## WHAT YOU HAVE TO DO:
Each entry below needs to be transcribed verbatim; the images should not appear.

[MATERIAL FOR THIS EXERCISE Boundary: Start]

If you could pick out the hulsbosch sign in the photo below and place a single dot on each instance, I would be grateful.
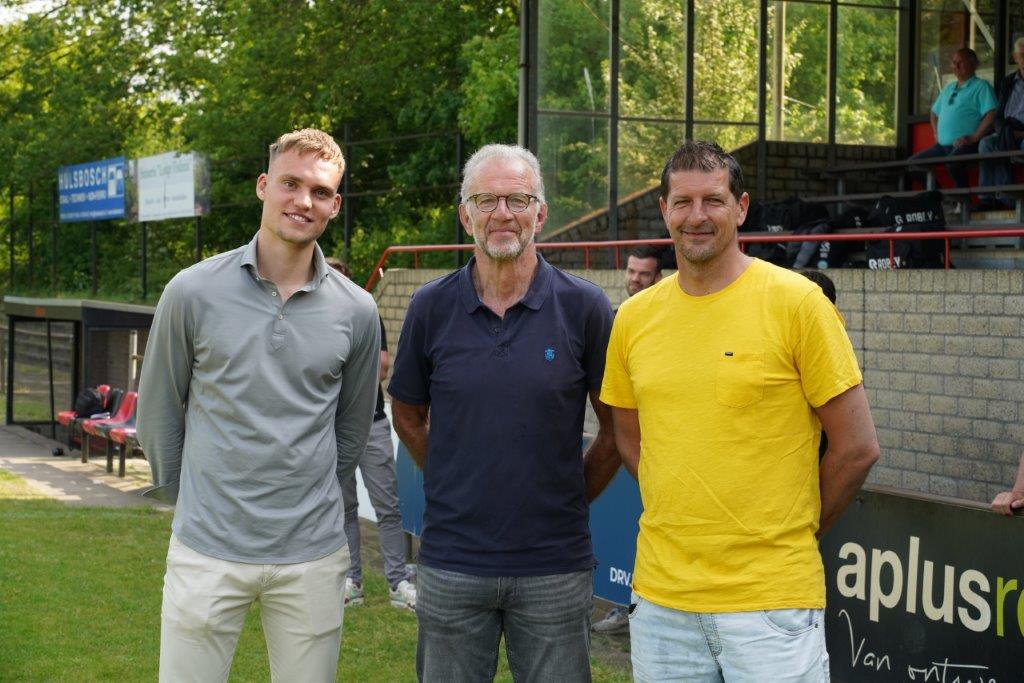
(94, 190)
(920, 590)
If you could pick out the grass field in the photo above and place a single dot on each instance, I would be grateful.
(80, 593)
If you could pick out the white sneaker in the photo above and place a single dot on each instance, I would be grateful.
(403, 595)
(353, 593)
(616, 621)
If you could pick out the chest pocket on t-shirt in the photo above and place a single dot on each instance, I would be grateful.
(739, 379)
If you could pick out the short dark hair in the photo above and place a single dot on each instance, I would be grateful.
(822, 281)
(707, 157)
(647, 251)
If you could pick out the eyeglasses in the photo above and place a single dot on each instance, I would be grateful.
(516, 202)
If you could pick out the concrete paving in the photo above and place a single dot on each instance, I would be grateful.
(66, 478)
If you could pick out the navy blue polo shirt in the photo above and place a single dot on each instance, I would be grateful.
(504, 482)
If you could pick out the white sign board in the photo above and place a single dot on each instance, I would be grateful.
(167, 186)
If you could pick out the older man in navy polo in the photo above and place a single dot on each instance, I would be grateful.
(502, 354)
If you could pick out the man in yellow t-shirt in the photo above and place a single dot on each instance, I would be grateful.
(729, 372)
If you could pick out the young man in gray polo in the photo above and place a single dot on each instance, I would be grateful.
(256, 398)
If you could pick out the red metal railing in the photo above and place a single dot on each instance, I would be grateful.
(617, 245)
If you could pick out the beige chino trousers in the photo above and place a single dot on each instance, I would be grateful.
(205, 604)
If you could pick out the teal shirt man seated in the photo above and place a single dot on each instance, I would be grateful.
(962, 115)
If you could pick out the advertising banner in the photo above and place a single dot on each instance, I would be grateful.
(93, 190)
(923, 590)
(171, 185)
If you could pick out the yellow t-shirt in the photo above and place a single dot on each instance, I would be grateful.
(724, 386)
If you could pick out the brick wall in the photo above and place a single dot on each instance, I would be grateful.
(943, 358)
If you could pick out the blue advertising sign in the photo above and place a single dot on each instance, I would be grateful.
(94, 190)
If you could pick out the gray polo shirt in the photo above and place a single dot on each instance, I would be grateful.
(251, 412)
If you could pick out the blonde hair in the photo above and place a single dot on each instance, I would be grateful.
(309, 140)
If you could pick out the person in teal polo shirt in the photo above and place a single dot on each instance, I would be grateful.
(962, 115)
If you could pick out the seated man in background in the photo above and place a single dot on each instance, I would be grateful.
(962, 115)
(1009, 134)
(381, 480)
(1009, 501)
(643, 268)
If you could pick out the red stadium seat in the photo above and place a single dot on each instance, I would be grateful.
(70, 419)
(98, 427)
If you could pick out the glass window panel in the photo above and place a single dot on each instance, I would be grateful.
(32, 388)
(880, 3)
(865, 108)
(945, 26)
(652, 58)
(572, 55)
(725, 59)
(643, 150)
(798, 71)
(573, 155)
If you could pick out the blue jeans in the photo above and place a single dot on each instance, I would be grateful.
(956, 171)
(773, 645)
(545, 620)
(377, 467)
(997, 171)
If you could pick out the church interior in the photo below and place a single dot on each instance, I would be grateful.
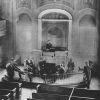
(49, 50)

[MATERIAL FOR THIS EXERCISE Boundary: End]

## ANSWER TO THIS EXERCISE:
If you could pick out the hulsbosch sign in the photo below and place a single dot on each instance, I would be grateful.
(94, 190)
(920, 590)
If you could pick out the grass field in the photo above and place a single dot on each instance, I would be grateful.
(80, 593)
If you could pick out the white sneaker in the photo above and place a single dot on each instance, I would be grateful.
(403, 595)
(353, 593)
(616, 621)
If you could pick out the chest pocket on t-shirt in the photo above and place a single dot on each instance, I would be grateful.
(739, 379)
If you could pick out the short dark hair in the photo above and place a single dot on each instance, I would be grateful.
(822, 281)
(707, 157)
(647, 251)
If you could pick out the eyeglasses in the photo above and place a single dot on each instance, I would be grateful.
(516, 202)
If you could pick out the concrete paving in the photo above and place a single dot on each instance, I would be grateful.
(66, 478)
If you could pick out the navy blue polo shirt in the photo above and place a single dot on each instance, I would be grateful.
(504, 482)
If you could pick out the white sign board in the photo above and place a single dot on each instance, I would be grateful.
(167, 186)
If you could pick out the older man in navy polo in the photo above and place a single dot on each instance, I would be grateful.
(502, 354)
If you could pick out the man in yellow t-shirt in the photo above and place a single dot on each instance, I would be grateful.
(729, 372)
If you could pick out the young man in gray polo in the photo above and place a single dot on each instance, I would be grateful.
(256, 398)
If you could pick out the red metal railing in the photo above and place a single dot on each instance, I would be grateful.
(617, 245)
If you could pick out the beige chino trousers in the photo above and place a single dot on each instance, I would be grateful.
(205, 604)
If you could pick out the teal shirt man seated in the photo above and place a single dot on each instance, I would be grateful.
(962, 115)
If you could pick out the advertising banner in the photo above and place a single dot on each instance, I would be grateful.
(93, 190)
(923, 590)
(171, 185)
If you could pick out the yellow t-shirt in the photo above and place a single dot on each instance, I would be grateful.
(724, 386)
If you could pick out the brick wall in the photo above and place a single dot on each instance, I would be grateful.
(943, 358)
If you could pick out the blue advertising sign in the photo above and place a single dot on each instance, I would be grateful.
(94, 190)
If you could pick out the gray polo shirt in the photo above and place a single dot on each instance, I would be grateful.
(251, 412)
If you could pick out the blonde hair in the photo above and place a single dot on each instance, I would be grateful.
(309, 140)
If you could pick out the person in teal polo shirt in the photo above and place a single dot on each instance, I would be grateful.
(962, 115)
If you could pick out the seated man in background in the photo above and place a single dot on each instance, I would be grateful.
(962, 115)
(1009, 134)
(381, 480)
(1009, 501)
(643, 268)
If you could pick out the red stadium seat in the photo above and place a single dot on each instance, I would be grateful.
(70, 419)
(98, 427)
If you could pick out the glass window panel in the photo above and place a single dot on each instance, I would be grateful.
(32, 388)
(880, 3)
(865, 108)
(945, 26)
(652, 58)
(572, 55)
(725, 59)
(643, 150)
(798, 71)
(573, 155)
If you could pick out the blue jeans in the photo above and place a single dot on each instance, I would be grateful.
(956, 171)
(773, 645)
(545, 620)
(377, 467)
(997, 171)
If you could pick out the church interior in the photo below and place a single dot on each instance, I would be grateful.
(49, 50)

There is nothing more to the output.